### PAGE EXCERPT

After vetting her idea with the ANA’s Expert Panel on Environmental & Public Health, Potter approached Project Drawdown with a proposal to partner with nurses as the messengers. As the largest global health profession, nurses have the potential to make a significant difference. More importantly, as the most trusted profession, they can role model the solutions to patients and communities and generate even greater scale.

Tucker Annis
"Taking that first step is so important. If just 5% of nurses participate, that’s more than a million nurses doing one thing."
- Tucker Annis

Support in hand, Potter pulled together a creation team that included Katie Huffling, MS, RN, CNM, executive director for ANHE, School of Nursing alum Oriana Beaudet, DNP, RN, PHN, of ANA Enterprise, Shanda Demorest, DNP, RN-BC, PHN, of Practice Greenhealth, and Professor Daniel Pesut, PhD, RN, FAAN, director of the Katharine J. Densford International Center for Nursing Leadership. Planning efforts quickly expanded to offer virtually every major nursing group an opportunity to shape the effort.

######
### SOURCE INFORMATION

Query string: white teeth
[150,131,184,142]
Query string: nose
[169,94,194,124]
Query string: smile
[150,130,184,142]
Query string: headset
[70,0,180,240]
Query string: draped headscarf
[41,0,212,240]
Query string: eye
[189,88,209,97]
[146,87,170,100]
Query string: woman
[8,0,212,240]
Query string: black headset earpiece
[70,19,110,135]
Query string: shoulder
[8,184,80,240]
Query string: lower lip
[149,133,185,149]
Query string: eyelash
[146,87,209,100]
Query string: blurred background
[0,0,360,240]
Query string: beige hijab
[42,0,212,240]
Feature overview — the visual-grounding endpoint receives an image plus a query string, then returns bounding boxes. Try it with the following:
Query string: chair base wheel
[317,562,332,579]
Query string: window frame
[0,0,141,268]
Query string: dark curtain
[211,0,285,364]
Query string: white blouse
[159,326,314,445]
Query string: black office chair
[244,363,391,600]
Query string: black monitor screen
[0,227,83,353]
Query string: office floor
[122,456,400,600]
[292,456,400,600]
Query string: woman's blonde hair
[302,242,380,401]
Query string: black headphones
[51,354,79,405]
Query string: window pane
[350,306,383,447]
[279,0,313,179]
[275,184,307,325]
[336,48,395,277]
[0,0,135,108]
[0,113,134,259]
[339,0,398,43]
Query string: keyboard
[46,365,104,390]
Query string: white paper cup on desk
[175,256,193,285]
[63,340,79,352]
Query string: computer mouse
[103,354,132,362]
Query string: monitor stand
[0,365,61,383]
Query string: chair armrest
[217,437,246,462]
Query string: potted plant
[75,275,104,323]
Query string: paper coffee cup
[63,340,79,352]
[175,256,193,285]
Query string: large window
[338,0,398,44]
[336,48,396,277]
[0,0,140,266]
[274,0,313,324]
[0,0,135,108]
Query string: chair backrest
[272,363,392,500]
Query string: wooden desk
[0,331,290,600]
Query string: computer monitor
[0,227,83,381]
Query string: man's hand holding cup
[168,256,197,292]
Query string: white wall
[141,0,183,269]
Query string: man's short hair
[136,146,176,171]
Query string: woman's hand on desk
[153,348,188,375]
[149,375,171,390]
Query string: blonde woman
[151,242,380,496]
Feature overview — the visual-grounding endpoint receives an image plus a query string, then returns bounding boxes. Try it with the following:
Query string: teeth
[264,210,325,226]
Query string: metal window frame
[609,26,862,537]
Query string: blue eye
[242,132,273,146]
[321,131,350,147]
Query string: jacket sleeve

######

## WORK TO COMPLETE
1) Decide whether each statement agrees with the passage about Potter's proposal. Answer yes or no, and quote the words of the passage that settle it.
(a) Potter vetted her idea with the ANA's Expert Panel on Environmental & Public Health before she approached Project Drawdown.
(b) Nurses are called the largest global health profession.
(c) Katie Huffling is named as director of the Katharine J. Densford International Center for Nursing Leadership.
2) Answer these questions from the passage about Potter's proposal.
(a) Whom did Potter approach with a proposal to partner with nurses as the messengers?
(b) What share of nurses taking part would be more than a million nurses?
(c) With what organization is Shanda Demorest listed?
3) Reproduce word for word the part of the passage about Potter's proposal between "- Tucker Annis" and "shape the effort.", inclusive.
The saved lines above play no part in this work.

## EXERCISE RESPONSES
1)
(a) Yes: "After vetting her idea with the ANA’s Expert Panel on Environmental & Public Health, Potter approached Project Drawdown"
(b) Yes: "As the largest global health profession, nurses have the potential to make a significant difference."
(c) No: "Katie Huffling, MS, RN, CNM, executive director for ANHE" and "Professor Daniel Pesut, PhD, RN, FAAN, director of the Katharine J. Densford International Center for Nursing Leadership"

2)
(a) Project Drawdown
(b) 5%
(c) Practice Greenhealth

3)
- Tucker Annis

Support in hand, Potter pulled together a creation team that included Katie Huffling, MS, RN, CNM, executive director for ANHE, School of Nursing alum Oriana Beaudet, DNP, RN, PHN, of ANA Enterprise, Shanda Demorest, DNP, RN-BC, PHN, of Practice Greenhealth, and Professor Daniel Pesut, PhD, RN, FAAN, director of the Katharine J. Densford International Center for Nursing Leadership. Planning efforts quickly expanded to offer virtually every major nursing group an opportunity to shape the effort.